● Datos guardados
┄┄┄┄┄┄

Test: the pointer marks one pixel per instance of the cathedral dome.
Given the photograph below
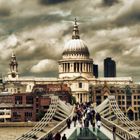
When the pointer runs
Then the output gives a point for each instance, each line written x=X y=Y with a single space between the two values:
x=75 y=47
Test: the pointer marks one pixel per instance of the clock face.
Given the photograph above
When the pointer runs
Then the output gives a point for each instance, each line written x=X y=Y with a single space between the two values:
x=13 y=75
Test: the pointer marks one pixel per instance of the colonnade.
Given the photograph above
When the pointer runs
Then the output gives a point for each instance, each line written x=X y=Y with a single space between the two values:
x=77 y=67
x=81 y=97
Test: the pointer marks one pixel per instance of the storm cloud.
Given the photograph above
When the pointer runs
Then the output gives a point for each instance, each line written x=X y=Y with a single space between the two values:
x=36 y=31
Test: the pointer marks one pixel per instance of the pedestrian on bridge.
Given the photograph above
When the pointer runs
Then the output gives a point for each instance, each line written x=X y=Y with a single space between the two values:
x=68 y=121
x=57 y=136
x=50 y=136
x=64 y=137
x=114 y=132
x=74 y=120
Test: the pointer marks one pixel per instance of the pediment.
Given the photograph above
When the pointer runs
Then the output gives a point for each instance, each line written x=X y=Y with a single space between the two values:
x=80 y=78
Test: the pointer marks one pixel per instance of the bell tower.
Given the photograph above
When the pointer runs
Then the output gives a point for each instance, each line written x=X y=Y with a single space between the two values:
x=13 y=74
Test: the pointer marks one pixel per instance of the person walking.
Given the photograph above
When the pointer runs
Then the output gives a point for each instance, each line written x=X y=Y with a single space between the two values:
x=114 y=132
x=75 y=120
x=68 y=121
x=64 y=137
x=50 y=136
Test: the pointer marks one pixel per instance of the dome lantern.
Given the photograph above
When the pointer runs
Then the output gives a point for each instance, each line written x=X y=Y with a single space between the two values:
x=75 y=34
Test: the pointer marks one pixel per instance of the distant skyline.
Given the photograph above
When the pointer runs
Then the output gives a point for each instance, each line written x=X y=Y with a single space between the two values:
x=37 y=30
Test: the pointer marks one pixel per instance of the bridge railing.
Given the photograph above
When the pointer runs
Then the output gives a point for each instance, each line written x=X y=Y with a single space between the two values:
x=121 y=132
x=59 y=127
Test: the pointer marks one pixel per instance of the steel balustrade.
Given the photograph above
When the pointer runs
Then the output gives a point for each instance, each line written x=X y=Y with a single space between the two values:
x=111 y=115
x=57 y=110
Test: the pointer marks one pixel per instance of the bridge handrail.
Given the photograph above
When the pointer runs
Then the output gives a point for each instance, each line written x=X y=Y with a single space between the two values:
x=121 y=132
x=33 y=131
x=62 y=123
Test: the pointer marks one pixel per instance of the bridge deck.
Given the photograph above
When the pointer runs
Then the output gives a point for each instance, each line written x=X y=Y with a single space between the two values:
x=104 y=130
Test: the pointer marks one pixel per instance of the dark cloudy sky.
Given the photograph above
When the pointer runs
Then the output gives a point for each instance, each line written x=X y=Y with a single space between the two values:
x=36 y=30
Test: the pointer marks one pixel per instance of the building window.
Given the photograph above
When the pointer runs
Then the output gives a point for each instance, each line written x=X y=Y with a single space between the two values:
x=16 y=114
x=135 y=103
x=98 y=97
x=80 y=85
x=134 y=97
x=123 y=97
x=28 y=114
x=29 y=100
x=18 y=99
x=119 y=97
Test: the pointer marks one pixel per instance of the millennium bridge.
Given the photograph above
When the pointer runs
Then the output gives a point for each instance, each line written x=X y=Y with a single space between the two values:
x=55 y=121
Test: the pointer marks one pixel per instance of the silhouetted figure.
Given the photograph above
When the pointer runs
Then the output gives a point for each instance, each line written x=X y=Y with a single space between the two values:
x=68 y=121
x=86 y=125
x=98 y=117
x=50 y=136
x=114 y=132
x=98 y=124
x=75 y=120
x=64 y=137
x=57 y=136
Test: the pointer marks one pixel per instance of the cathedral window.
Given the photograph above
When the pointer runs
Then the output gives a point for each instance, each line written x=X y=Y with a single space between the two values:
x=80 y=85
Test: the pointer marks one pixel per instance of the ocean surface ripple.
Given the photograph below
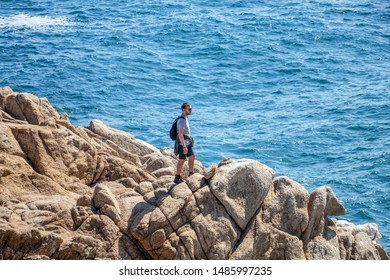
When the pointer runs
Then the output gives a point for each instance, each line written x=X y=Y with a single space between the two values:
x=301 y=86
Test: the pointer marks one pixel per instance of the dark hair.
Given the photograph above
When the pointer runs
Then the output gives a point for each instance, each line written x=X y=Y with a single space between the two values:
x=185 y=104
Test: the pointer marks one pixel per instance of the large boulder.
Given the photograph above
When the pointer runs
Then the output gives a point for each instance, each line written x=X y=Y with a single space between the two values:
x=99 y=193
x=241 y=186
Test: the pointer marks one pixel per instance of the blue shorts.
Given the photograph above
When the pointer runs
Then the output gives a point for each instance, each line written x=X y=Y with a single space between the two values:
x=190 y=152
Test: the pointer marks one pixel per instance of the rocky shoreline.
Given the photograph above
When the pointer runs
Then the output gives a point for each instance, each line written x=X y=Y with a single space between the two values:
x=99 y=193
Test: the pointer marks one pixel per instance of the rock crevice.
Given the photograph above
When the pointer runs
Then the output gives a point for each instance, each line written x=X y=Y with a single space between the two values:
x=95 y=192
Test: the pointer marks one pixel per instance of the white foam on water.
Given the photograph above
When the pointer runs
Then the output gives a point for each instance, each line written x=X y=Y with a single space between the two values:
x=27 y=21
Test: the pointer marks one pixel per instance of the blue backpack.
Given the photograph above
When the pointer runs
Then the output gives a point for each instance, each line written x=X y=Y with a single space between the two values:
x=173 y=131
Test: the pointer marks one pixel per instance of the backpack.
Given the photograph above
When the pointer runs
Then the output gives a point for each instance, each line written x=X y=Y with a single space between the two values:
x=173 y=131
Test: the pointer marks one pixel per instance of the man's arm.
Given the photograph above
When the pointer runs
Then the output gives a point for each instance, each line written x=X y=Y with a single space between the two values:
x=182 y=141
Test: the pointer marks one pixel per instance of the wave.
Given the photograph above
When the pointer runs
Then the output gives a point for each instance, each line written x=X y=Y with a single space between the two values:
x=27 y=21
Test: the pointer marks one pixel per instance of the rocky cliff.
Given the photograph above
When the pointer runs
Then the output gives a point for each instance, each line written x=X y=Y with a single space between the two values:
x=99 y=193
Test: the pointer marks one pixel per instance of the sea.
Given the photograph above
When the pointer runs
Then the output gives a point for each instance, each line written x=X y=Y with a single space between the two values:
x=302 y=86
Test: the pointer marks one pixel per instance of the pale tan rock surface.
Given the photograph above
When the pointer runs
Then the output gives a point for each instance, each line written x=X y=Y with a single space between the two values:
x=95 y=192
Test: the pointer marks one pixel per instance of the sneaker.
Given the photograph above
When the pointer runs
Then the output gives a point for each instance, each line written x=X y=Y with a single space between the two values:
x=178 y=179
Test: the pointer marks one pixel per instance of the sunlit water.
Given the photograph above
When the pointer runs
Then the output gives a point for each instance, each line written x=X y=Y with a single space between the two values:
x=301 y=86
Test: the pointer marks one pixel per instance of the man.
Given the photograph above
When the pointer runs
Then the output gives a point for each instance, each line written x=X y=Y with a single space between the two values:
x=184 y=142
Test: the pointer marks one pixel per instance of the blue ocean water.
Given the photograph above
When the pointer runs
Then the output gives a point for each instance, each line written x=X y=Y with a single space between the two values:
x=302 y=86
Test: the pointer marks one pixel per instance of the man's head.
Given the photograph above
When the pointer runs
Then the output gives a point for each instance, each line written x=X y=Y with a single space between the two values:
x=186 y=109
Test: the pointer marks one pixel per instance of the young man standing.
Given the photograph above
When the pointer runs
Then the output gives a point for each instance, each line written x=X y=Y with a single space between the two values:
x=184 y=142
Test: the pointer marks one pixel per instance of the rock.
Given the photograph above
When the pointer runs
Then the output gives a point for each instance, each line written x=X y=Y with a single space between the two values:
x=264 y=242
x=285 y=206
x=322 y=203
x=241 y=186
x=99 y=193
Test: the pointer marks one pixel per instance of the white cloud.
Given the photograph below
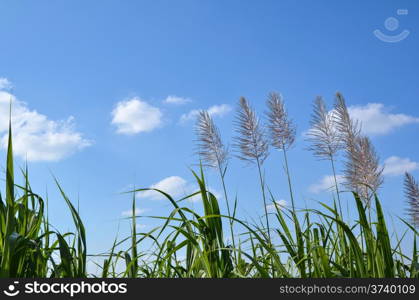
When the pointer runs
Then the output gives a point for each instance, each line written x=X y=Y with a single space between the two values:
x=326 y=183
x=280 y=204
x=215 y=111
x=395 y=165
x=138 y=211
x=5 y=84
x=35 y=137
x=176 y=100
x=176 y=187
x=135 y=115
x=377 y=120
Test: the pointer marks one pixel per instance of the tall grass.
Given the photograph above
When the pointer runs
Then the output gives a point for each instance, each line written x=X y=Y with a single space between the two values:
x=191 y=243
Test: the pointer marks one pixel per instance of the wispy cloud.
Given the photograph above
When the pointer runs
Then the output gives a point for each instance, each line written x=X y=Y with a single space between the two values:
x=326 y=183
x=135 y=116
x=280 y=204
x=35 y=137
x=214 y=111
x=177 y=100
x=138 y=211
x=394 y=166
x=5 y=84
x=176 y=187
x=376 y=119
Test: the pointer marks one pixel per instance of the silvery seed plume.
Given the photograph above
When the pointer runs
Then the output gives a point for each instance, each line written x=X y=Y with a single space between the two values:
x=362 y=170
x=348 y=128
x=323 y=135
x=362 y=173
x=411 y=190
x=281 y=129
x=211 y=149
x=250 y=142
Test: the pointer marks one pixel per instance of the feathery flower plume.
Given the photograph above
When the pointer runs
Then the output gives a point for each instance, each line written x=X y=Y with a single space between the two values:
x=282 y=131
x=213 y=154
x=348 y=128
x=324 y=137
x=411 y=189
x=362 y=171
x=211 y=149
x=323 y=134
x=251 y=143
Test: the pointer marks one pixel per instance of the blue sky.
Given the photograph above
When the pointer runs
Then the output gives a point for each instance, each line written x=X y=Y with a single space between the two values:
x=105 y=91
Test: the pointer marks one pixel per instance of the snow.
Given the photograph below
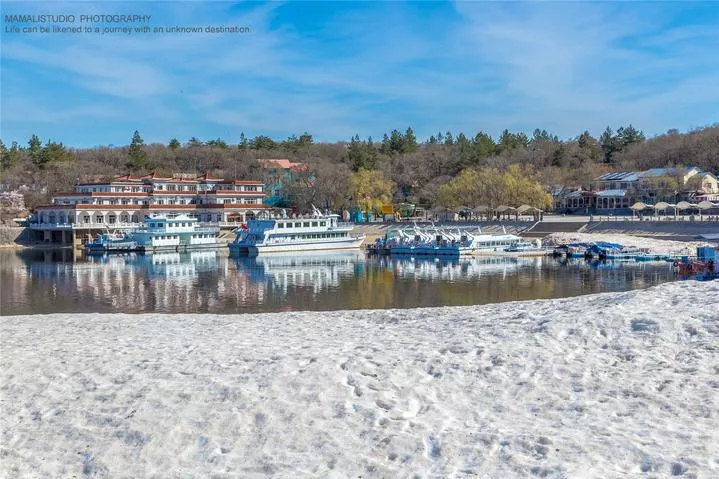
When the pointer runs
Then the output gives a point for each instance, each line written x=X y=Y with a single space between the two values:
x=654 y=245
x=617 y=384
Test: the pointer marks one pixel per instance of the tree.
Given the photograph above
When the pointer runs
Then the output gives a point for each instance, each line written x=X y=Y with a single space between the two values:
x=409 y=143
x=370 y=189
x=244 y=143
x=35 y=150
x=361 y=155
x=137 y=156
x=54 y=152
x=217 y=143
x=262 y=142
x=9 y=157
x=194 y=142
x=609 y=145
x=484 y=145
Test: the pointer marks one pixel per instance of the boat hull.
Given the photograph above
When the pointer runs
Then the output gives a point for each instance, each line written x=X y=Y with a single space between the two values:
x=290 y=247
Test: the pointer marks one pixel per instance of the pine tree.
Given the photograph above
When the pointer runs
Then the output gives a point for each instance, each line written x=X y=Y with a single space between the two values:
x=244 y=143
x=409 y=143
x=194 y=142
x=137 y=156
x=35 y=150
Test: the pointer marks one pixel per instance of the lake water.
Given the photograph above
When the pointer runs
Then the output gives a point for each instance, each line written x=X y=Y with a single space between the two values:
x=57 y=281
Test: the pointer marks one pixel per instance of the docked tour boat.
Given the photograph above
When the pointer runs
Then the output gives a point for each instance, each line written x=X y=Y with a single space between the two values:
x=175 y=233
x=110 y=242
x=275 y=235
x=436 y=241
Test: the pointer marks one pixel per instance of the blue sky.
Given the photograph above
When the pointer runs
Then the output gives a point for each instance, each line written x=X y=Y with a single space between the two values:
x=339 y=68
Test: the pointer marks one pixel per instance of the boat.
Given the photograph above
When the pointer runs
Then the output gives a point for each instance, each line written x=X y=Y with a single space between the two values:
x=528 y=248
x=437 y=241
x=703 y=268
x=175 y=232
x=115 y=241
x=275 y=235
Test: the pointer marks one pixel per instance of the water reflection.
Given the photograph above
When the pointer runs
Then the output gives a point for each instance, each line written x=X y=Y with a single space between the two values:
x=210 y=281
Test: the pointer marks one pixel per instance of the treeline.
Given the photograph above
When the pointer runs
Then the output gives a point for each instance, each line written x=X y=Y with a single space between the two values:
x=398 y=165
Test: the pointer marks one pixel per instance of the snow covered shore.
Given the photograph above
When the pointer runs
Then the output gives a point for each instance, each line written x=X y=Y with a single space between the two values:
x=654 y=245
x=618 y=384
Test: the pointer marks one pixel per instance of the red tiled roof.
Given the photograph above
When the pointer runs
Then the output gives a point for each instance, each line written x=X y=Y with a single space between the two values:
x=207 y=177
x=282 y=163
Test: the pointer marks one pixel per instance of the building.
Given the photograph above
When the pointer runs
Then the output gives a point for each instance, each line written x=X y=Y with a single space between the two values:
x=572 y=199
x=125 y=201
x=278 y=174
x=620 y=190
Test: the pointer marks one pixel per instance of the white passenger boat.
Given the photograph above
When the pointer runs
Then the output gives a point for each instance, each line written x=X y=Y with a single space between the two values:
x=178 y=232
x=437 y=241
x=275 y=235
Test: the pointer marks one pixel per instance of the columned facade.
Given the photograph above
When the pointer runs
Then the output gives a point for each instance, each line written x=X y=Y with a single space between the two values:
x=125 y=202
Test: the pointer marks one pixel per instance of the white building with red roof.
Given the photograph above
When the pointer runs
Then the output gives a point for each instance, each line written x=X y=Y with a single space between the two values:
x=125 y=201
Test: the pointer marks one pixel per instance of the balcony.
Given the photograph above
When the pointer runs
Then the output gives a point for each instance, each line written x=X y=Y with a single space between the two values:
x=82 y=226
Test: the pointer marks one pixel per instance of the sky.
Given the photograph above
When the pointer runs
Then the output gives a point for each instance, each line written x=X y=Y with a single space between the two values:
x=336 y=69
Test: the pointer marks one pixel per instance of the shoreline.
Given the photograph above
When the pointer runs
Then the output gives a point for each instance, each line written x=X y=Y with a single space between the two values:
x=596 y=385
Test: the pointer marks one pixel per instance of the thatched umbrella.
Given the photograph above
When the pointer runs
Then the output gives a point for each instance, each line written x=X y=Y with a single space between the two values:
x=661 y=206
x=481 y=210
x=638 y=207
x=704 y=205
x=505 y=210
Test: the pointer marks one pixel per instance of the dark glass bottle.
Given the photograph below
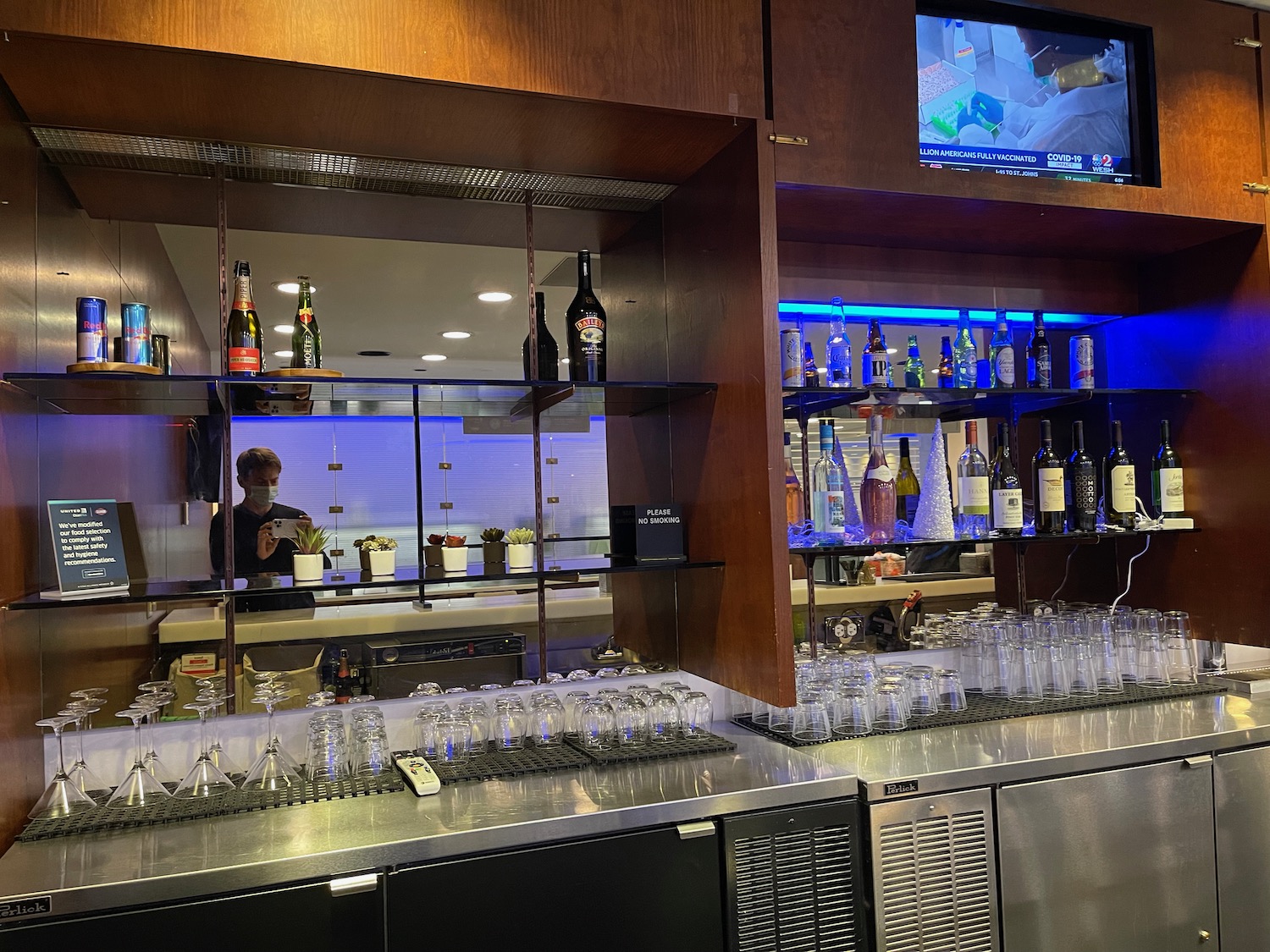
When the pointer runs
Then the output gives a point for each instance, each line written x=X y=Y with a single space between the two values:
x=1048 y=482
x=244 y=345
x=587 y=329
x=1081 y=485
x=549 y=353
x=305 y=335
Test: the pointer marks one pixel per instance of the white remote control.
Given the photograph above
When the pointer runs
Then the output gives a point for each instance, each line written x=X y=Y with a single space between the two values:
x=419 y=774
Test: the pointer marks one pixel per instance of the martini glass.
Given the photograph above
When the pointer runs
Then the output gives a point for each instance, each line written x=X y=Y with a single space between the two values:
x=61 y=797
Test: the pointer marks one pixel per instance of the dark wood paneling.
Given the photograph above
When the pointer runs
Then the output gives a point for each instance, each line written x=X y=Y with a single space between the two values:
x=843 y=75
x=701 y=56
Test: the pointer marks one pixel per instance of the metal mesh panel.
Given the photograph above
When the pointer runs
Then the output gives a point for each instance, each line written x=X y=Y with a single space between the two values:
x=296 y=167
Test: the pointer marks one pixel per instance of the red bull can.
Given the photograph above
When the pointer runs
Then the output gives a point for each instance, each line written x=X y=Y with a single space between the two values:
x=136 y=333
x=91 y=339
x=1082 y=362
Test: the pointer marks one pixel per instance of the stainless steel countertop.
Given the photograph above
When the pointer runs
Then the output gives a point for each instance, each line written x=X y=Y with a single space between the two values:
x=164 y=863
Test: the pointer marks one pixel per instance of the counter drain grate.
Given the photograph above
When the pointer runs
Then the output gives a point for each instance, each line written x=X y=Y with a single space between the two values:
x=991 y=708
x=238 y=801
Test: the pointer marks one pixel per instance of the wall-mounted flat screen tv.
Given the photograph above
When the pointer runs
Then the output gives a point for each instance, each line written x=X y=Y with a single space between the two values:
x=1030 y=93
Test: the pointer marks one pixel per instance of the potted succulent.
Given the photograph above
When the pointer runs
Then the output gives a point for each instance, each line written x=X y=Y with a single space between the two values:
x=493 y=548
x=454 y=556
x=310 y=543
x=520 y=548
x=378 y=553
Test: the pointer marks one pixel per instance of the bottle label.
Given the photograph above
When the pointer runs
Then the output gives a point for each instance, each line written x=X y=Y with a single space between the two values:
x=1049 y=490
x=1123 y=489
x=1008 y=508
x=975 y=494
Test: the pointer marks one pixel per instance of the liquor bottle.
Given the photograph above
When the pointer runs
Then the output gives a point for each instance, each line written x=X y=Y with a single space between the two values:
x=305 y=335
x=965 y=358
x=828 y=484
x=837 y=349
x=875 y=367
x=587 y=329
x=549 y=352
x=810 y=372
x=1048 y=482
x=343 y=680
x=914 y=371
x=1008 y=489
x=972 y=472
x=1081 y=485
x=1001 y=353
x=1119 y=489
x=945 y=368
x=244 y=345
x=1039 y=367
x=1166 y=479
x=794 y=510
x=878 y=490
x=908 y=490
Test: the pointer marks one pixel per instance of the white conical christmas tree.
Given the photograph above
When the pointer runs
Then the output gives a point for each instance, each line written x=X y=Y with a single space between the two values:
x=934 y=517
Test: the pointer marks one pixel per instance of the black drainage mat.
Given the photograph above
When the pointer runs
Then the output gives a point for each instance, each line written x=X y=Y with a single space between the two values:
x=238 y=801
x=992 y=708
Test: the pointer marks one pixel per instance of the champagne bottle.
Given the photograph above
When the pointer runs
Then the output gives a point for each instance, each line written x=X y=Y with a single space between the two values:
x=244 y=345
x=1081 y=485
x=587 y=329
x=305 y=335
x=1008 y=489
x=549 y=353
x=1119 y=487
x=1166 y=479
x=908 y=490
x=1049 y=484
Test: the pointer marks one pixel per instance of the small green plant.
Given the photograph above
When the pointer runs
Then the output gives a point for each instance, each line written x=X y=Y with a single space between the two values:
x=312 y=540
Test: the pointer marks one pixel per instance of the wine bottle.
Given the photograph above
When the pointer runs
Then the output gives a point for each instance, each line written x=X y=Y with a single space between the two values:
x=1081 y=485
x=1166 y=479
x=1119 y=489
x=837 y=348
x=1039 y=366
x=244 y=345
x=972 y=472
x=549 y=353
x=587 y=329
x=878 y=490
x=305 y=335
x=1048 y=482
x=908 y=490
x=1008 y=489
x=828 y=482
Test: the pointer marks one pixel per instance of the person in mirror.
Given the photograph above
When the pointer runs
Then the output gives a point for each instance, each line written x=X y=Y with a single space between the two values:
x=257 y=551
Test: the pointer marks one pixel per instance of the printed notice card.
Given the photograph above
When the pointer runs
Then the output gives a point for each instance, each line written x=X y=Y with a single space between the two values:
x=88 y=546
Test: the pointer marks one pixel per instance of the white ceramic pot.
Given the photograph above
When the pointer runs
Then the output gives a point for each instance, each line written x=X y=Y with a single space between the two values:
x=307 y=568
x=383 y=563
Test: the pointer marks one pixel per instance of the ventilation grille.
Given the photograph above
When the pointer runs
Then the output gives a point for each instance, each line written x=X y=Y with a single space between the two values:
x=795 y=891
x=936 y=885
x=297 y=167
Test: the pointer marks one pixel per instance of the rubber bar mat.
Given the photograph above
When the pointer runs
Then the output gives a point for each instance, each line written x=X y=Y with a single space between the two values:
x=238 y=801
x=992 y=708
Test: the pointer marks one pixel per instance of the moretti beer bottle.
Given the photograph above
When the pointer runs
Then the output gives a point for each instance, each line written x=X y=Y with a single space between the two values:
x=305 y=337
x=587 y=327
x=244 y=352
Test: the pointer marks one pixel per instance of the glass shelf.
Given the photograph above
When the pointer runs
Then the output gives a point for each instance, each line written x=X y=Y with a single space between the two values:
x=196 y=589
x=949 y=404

┄┄┄┄┄┄

● Requisitos de la tarea
Escala los datos entre las líneas que contienen "Test: the pointer marks one pixel per instance of the treeline." y "x=125 y=202", ambas incluidas: copia de nuevo todas esas líneas y nada más, multiplicando por 1,55 cada coordenada x e y y redondeando al entero más cercano (los medios hacia arriba).

● Resultado esperado
Test: the pointer marks one pixel per instance of the treeline.
Given the photograph above
When the pointer runs
Then the output gives a point for each instance, each line written x=X y=Y with a single space between the two values:
x=617 y=256
Test: the pointer marks one pixel per instance of the snow covered shore.
Given the photograph above
When the pointer runs
Then the output gives a point for each instance, each line written x=X y=Y with a single space between the two values:
x=1014 y=380
x=958 y=595
Test: the pointer marks one pixel per instance of the red tiled roof.
Given the photograph above
When the pointer runs
Then the output gives a point for each instance, each line written x=X y=Y with a single space between the two values:
x=321 y=274
x=437 y=253
Test: the pointer marks one pixel per instance of the building.
Given the photograph above
When the pointer runs
Then the output gives a point for each instance, each line written x=X y=Y with a single space between the two values:
x=887 y=308
x=194 y=312
x=431 y=270
x=961 y=295
Test: the pointer marks one pixel per instance of the white passenger boat.
Given the photograph above
When the pointer runs
Then the output gives a point for each instance, each line written x=X y=Y with a single space between the two values:
x=276 y=360
x=677 y=374
x=426 y=364
Test: the pointer marks one pixel per instance of the columned facade.
Given the photograph above
When the pointer runs
Then the output gives a point for each instance, each line written x=X y=Y with a single space between the two values:
x=194 y=313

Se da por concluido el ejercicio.